| Task prompt |
Reproduce the listing below without any change.

| Given records |
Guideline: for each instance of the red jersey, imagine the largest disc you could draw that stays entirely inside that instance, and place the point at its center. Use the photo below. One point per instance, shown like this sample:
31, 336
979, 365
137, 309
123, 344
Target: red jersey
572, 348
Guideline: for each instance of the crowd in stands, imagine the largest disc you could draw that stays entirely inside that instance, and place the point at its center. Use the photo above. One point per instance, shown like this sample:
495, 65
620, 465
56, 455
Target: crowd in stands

| Response below |
Guideline: for each instance of the red jersey, imagine the largest disc you could draw that stays entirely inside that instance, and place the point at its center. Use the photo below. One point per instance, shown like this sample:
31, 336
979, 365
137, 309
123, 344
Target: red jersey
572, 348
Guideline: for each instance of the crowd in stands, imagine the largest disc you could draw that stays entirely inside that instance, and place the point at its center. Use the photo above. One point per instance, shown like this sample:
495, 65
620, 465
56, 455
Target: crowd in stands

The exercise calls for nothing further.